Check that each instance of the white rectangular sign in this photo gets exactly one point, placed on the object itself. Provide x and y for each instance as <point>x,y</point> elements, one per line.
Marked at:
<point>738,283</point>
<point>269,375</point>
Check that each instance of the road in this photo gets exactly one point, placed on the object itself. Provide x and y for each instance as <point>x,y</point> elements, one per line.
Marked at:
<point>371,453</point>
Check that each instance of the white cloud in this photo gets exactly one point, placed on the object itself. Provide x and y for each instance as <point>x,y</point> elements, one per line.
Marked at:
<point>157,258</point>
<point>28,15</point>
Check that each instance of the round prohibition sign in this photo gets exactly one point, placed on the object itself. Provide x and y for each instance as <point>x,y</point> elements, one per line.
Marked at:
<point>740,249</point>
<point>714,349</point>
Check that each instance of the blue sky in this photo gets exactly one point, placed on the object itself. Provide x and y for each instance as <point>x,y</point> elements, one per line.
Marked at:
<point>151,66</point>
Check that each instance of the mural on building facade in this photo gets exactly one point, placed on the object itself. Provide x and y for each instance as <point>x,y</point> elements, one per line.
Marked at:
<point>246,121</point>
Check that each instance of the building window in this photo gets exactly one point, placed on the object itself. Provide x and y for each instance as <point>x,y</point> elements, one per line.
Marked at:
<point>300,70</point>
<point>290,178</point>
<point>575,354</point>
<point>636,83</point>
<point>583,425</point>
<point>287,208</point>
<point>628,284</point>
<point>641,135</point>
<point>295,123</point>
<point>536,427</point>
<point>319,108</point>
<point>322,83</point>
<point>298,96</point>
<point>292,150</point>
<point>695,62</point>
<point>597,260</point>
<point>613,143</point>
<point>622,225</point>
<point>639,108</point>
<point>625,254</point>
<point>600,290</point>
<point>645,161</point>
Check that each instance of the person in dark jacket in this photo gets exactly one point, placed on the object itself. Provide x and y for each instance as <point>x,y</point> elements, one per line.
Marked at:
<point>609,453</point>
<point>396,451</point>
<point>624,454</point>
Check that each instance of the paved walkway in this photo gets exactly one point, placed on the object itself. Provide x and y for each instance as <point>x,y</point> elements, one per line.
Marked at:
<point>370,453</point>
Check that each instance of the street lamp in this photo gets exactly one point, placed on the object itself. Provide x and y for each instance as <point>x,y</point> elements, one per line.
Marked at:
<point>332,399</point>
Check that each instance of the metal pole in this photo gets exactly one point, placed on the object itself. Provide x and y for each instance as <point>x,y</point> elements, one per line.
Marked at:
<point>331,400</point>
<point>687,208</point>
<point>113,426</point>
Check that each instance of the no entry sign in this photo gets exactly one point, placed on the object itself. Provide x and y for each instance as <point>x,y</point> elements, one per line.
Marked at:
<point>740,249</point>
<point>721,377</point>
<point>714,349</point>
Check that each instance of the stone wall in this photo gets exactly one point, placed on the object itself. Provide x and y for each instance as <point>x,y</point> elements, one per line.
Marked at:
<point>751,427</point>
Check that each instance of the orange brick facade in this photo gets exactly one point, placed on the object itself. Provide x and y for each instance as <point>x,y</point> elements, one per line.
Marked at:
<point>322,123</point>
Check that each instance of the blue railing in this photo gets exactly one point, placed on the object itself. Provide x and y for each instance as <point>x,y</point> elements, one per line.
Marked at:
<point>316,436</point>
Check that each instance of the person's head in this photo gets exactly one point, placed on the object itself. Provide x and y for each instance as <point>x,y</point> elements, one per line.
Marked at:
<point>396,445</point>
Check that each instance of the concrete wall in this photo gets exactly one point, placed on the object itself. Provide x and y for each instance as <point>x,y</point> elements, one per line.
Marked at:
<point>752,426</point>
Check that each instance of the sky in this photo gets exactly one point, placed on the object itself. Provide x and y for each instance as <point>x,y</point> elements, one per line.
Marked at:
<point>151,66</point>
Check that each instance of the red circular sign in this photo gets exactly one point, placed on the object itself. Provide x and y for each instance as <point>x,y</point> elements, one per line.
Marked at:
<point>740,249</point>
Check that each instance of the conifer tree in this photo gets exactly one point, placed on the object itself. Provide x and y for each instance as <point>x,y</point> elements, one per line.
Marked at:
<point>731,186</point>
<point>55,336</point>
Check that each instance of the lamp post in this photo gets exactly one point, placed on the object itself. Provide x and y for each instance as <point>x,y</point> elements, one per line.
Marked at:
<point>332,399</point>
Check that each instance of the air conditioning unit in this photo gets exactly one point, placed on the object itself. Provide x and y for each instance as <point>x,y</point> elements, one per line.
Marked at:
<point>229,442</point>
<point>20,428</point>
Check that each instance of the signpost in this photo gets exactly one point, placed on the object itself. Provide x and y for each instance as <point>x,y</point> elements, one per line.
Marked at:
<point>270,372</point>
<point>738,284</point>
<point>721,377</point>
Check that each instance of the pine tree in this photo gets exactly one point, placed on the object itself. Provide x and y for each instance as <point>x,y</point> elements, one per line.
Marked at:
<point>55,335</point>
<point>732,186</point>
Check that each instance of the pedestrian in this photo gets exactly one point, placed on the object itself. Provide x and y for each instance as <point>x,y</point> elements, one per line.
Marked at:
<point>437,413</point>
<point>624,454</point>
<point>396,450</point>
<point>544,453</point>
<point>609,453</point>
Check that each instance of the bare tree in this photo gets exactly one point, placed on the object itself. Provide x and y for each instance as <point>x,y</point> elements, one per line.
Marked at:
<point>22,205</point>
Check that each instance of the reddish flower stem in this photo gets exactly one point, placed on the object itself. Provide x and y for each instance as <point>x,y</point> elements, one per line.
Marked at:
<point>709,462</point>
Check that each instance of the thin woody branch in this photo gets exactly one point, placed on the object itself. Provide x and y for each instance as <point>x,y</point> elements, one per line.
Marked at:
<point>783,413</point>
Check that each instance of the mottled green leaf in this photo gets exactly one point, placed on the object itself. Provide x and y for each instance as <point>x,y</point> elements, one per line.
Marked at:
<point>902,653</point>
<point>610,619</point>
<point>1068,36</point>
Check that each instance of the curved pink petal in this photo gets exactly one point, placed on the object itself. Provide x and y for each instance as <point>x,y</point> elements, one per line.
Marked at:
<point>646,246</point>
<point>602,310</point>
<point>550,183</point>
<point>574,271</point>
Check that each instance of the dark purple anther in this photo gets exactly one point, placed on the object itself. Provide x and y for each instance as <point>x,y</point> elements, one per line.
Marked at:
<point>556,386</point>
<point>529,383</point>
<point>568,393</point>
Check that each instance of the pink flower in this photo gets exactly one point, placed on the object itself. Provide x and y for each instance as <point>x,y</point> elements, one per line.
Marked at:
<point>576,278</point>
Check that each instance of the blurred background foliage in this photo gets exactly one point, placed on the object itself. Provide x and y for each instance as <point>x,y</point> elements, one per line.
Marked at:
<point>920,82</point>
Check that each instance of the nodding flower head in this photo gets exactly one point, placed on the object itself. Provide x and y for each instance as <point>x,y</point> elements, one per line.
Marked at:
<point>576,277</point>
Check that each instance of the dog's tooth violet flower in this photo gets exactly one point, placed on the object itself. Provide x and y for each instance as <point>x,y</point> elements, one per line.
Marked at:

* * * * * * *

Exercise instructions -
Reproduce all of the material above word for word, keeping every line unchanged and in its original order.

Reply to the exercise -
Check that each instance of the white rectangular sign in this photo gets exactly one point, placed on the object itself. Provide x and y for each instance as <point>x,y</point> elements, one per line.
Marked at:
<point>738,283</point>
<point>269,375</point>
Check that each instance of the road in this photo gets exactly one point, placed on the object itself. Provide x and y for each instance as <point>x,y</point> elements, one per line.
Marked at:
<point>371,453</point>
Check that each instance of the white cloud in this photo gets exactly one point, placed on the object itself. Provide x and y for each instance as <point>x,y</point> elements, one per line.
Marked at:
<point>157,258</point>
<point>28,15</point>
Check that each instance of the round prohibition sign in this photo gets exactly one point, placed on the object itself. Provide x and y for each instance as <point>x,y</point> elements, one per line.
Marked at:
<point>740,249</point>
<point>714,349</point>
Check that each instance of the blue sky in this photo gets exactly one point, placed on the object itself. Provide x and y for each instance as <point>x,y</point> elements, one per line.
Marked at:
<point>151,66</point>
Check that each instance of the mural on building facade in this photo gets exactly one point, placed on the object itself. Provide x and y for each instance as <point>x,y</point> elements, one per line.
Marked at:
<point>246,121</point>
Check that each instance of the building window in this photo gets exactly one point, placed on the object itself. Provide x and y for each instance as <point>x,y</point> elements, one per line.
Marked at:
<point>300,70</point>
<point>290,178</point>
<point>575,354</point>
<point>636,83</point>
<point>583,425</point>
<point>287,208</point>
<point>628,284</point>
<point>641,135</point>
<point>295,123</point>
<point>536,427</point>
<point>319,108</point>
<point>322,83</point>
<point>298,96</point>
<point>292,150</point>
<point>695,62</point>
<point>597,260</point>
<point>613,143</point>
<point>622,225</point>
<point>639,108</point>
<point>625,254</point>
<point>600,290</point>
<point>645,161</point>
Check that each instance of the person in dark jacket in this photo gets exactly one point, placed on the object itself. Provide x and y for each instance as <point>x,y</point> elements, one per line.
Marked at:
<point>609,453</point>
<point>396,451</point>
<point>624,454</point>
Check that each instance of the paved walkway in this photo gets exactly one point, placed on the object itself. Provide x and y for each instance as <point>x,y</point> elements, one per line.
Marked at:
<point>370,453</point>
Check that each instance of the street lamp in this photo gets exactly one point, placed on the object itself. Provide x and y for each instance as <point>x,y</point> elements, one per line.
Marked at:
<point>332,399</point>
Check that each instance of the metal pole in this photo gets exactly one point, placed on the object itself. Provide x and y for each instance as <point>x,y</point> elements, one per line.
Marked at:
<point>331,400</point>
<point>687,208</point>
<point>113,426</point>
Check that each instance of the no entry sign in this photo gets exactly one point, placed on the object itself. Provide x and y for each instance as <point>x,y</point> elements, one per line.
Marked at:
<point>740,249</point>
<point>721,377</point>
<point>714,349</point>
Check that each instance of the stone wall in this photo gets exactly one point, placed on the object itself. Provide x and y for each instance as <point>x,y</point> elements, one per line.
Marked at:
<point>751,427</point>
Check that each instance of the orange brick facade in this photo gets exactly one point, placed on the object itself. Provide x and y for each instance as <point>x,y</point> elements, one per line.
Marked at:
<point>322,123</point>
Check that each instance of the blue railing in this photo gets exactly one point, placed on the object itself. Provide x and y for each instance as <point>x,y</point> elements, one per line.
Marked at:
<point>316,436</point>
Check that each instance of the person's head in this photo gets exactly one point, placed on the object itself. Provide x and y for each instance as <point>x,y</point> elements, one per line.
Marked at:
<point>396,445</point>
Check that each instance of the concrete wall in this photo gets exactly one point, placed on the object itself. Provide x and y for each instance as <point>x,y</point> elements, one per line.
Marked at:
<point>752,426</point>
Check that each instance of the sky in this photo gets exactly one point, placed on the object itself. Provide x and y for each instance as <point>x,y</point> elements, one per line.
Marked at:
<point>151,66</point>
Check that each instance of the red circular sign in this photo gets exactly one point, placed on the object itself. Provide x and y for each instance as <point>x,y</point> elements, one per line.
Marked at:
<point>740,249</point>
Check that each instance of the conifer tree in this photo gets exactly one point, placed on the object itself. Provide x and y for each instance as <point>x,y</point> elements, one per line.
Marked at:
<point>731,186</point>
<point>55,336</point>
Check that each instance of the lamp post in this photo gets exactly one point, placed on the object itself. Provide x and y for each instance as <point>x,y</point> elements, one per line.
Marked at:
<point>332,399</point>
Check that each instance of the air conditioning unit in this photo gets exactly one point, placed on the object itself. Provide x and y for each instance as <point>x,y</point> elements, one per line.
Marked at:
<point>229,442</point>
<point>20,428</point>
Check that each instance of the signpost in this photo gets exactly one point, placed on the object itself. Provide x and y for each instance as <point>x,y</point> elements, one per line.
Marked at:
<point>270,372</point>
<point>738,284</point>
<point>721,377</point>
Check that each instance of the pine tree in this photo gets exactly one point, placed on the object itself. Provide x and y for each instance as <point>x,y</point> elements, one per line.
Marked at:
<point>55,335</point>
<point>732,186</point>
Check that each instance of the pedestrian in this photo gets exactly one point, placed on the object itself. Provide x and y for each instance as <point>x,y</point> elements, one per line.
Marked at:
<point>437,413</point>
<point>624,454</point>
<point>396,450</point>
<point>544,453</point>
<point>609,453</point>
Check that each instance of the bare tree in this photo gets exactly one point, placed on the object itself. Provide x and y for each instance as <point>x,y</point> elements, one per line.
Marked at:
<point>22,205</point>
Check that each instance of the reddish flower stem in this photo gets exactly one point, placed on the object itself. Provide x and y for each instance as <point>x,y</point> elements, one per line.
Marked at:
<point>709,462</point>
Check that each instance of the thin woody branch in this photo gets exactly one point, placed on the object itself. Provide x and y for each instance as <point>x,y</point> elements, one per line.
Marked at:
<point>783,413</point>
Check that each instance of the mottled green leaf in this photo gets exactly one point, placed on the object itself. Provide x and y for each instance as <point>x,y</point> elements, one per line.
Marked at:
<point>902,653</point>
<point>610,619</point>
<point>1068,36</point>
Check that each instance of the curved pink petal in this photo gets exactly one point, placed on the object itself. Provide x and y for each instance as <point>x,y</point> elements, one per line.
Marked at:
<point>646,246</point>
<point>602,310</point>
<point>550,183</point>
<point>574,271</point>
Check that each instance of the dark purple anther in this photo gets exactly one point, placed on the object itself. Provide x and y for each instance as <point>x,y</point> elements, one per line.
Marked at:
<point>556,386</point>
<point>529,383</point>
<point>568,393</point>
Check that each instance of the pink flower in this photo gets exactly one point, placed on the object itself. Provide x and y for each instance as <point>x,y</point> elements, one per line.
Marked at:
<point>576,278</point>
Check that each instance of the blurred background foliage in this photo gets exactly one point, placed on the object itself. Provide x and y for each instance as <point>x,y</point> elements, one per line.
Marked at:
<point>920,82</point>
Check that each instance of the nodding flower head in this photo gets exactly one point, placed on the object itself. Provide x and y for each instance as <point>x,y</point> elements, one per line.
Marked at:
<point>576,277</point>
Check that each instance of the dog's tooth violet flower in this photo gets exactly one point, placed on the object itself. Provide x and y for each instance as <point>x,y</point> elements, one per line.
Marked at:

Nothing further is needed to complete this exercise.